Task material:
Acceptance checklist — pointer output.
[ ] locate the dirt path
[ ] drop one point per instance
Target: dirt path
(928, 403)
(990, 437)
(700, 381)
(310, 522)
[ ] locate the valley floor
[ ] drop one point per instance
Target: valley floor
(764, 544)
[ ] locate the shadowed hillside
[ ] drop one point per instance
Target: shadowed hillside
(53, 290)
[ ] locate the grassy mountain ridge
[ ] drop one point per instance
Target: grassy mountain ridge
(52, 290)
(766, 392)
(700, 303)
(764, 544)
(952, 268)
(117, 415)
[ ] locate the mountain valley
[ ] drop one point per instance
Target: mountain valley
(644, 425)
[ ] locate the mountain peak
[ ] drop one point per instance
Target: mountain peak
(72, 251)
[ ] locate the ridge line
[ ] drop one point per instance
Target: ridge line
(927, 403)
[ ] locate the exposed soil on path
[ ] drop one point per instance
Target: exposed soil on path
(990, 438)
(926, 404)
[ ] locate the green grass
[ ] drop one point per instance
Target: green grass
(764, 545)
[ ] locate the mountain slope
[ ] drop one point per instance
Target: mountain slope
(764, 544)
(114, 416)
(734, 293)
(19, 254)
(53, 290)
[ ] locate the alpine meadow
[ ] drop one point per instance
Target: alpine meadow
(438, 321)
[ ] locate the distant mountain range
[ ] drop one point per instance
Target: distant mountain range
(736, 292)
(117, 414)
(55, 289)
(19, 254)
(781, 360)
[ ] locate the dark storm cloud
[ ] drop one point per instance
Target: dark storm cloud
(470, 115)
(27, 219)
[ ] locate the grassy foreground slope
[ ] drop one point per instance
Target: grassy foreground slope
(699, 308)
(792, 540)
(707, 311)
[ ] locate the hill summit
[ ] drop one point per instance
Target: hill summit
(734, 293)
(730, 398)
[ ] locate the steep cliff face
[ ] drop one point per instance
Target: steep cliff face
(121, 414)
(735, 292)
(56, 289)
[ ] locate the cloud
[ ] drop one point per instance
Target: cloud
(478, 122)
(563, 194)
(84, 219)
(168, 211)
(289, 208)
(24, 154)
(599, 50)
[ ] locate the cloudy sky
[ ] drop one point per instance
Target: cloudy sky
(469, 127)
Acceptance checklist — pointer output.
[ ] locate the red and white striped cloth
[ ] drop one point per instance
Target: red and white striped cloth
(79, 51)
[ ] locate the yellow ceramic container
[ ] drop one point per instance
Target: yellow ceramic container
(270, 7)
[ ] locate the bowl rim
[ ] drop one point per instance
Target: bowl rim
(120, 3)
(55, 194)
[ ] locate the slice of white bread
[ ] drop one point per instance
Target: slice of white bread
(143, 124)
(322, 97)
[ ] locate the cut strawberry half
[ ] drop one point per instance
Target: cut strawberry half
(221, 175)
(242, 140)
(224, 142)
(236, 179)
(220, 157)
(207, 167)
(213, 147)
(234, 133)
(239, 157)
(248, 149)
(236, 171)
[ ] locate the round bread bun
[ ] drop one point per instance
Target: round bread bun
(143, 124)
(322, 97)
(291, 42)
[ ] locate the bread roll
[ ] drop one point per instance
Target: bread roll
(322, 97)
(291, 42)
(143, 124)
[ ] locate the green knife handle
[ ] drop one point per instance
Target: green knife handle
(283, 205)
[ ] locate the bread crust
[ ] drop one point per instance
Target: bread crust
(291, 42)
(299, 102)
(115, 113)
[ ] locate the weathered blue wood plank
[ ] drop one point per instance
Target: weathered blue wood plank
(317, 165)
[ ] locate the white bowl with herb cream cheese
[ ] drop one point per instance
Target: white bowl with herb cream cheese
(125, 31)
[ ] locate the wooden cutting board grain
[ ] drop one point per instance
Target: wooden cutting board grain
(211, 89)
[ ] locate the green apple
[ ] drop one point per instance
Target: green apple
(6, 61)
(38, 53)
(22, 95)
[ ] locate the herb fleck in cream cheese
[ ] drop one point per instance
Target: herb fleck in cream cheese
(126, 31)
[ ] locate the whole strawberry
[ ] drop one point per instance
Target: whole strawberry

Exercise task:
Transcribe all the entries, keeping each one exactly as it is.

Solution:
Acceptance checklist — pointer output.
[ ] locate the dirt path
[ ] drop one point per instance
Target: dirt path
(928, 403)
(990, 437)
(700, 381)
(310, 522)
[ ] locate the valley floor
[ ] drop one point per instance
Target: valley floor
(764, 544)
[ ] locate the shadowed hillside
[ ] drop one point per instance
Target: shadowed hillside
(53, 290)
[ ] locate the grassy mountain ridge
[ ] drop one point per instance
Target: grassy mountain ridge
(52, 290)
(766, 392)
(700, 303)
(764, 544)
(952, 268)
(117, 415)
[ ] locate the mountain valley
[ ] drop one point per instance
Target: mountain valley
(644, 425)
[ ] locate the mountain peak
[ ] drop one point per instance
Target: mountain peak
(72, 251)
[ ] locate the ridge line
[ ] drop one point per instance
Target: ridge line
(927, 403)
[ ] locate the exposed soil on path
[ ] drop one point per instance
Target: exposed soil on path
(990, 438)
(926, 404)
[ ] locate the green grass
[ ] drop one point per instance
Target: green grass
(764, 545)
[ ] locate the mountain slope
[ ] drop one point per instance
Target: mountain slope
(764, 544)
(114, 416)
(734, 293)
(19, 254)
(53, 290)
[ ] locate the alpine meadow
[ ] drop one point per instance
Target: alpine meadow
(438, 321)
[ ] locate the distant mountain range
[ ] drop one point per instance
Target: distant mountain range
(736, 292)
(117, 414)
(55, 289)
(19, 254)
(781, 360)
[ ] locate the dark storm cloud
[ ] drop one point per instance
Target: dark storm cloud
(470, 115)
(27, 219)
[ ] locate the grassy foreground slope
[ ] drop one point per instance
Target: grassy foreground slope
(699, 308)
(792, 540)
(707, 311)
[ ] locate the hill summit
[ ] drop one point per instance
Target: hill summit
(734, 293)
(730, 398)
[ ] locate the steep cliff face
[ ] drop one point per instance
Target: steep cliff face
(121, 414)
(735, 292)
(56, 289)
[ ] locate the cloud
[ ] drop one point per instance
Target: cloud
(478, 122)
(563, 194)
(84, 219)
(168, 211)
(289, 208)
(24, 154)
(599, 50)
[ ] locate the cloudy sky
[ ] drop one point per instance
Target: cloudy sky
(469, 127)
Acceptance checklist — pointer output.
[ ] locate the red and white striped cloth
[ ] drop one point per instance
Target: red and white striped cloth
(79, 51)
[ ] locate the yellow ceramic container
[ ] drop one point per instance
Target: yellow ceramic container
(270, 7)
[ ] locate the bowl rim
[ ] drop one point per instance
Target: bowl rim
(120, 3)
(55, 194)
[ ] locate the slice of white bread
[ ] drop one point per instance
Target: slice of white bread
(143, 124)
(322, 97)
[ ] locate the cut strawberry half
[ ] drop one point per instance
Target: cut strawberry half
(221, 175)
(242, 140)
(224, 142)
(236, 179)
(220, 157)
(207, 167)
(213, 147)
(234, 133)
(239, 157)
(248, 149)
(236, 171)
[ ] locate the round bread bun
[ ] drop one point per instance
Target: round bread bun
(143, 124)
(322, 97)
(291, 42)
[ ] locate the bread roll
[ ] drop one point per instance
Target: bread roll
(322, 97)
(291, 42)
(143, 124)
[ ] locate the green knife handle
[ ] drop one point per instance
Target: green knife handle
(283, 205)
[ ] locate the bread crust
[ ] drop one point per instance
Target: bread crust
(291, 42)
(299, 102)
(115, 113)
[ ] locate the weathered blue wood plank
[ ] drop one point per instance
Target: weathered blue wood plank
(317, 165)
[ ] locate the white bowl with herb cream cheese
[ ] drop one point per instance
Target: white bowl with herb cream cheese
(125, 31)
[ ] locate the wooden cutting board grain
[ ] drop one point per instance
Target: wooden cutting board grain
(211, 89)
[ ] locate the green apple
[ ] drop one point per instance
Target: green apple
(6, 61)
(38, 53)
(22, 95)
[ ] locate the herb fleck in cream cheese
[ ] drop one point per instance
Target: herb fleck in cream cheese
(126, 31)
[ ] locate the whole strawberry
[ ] drop one point per instance
Target: whole strawberry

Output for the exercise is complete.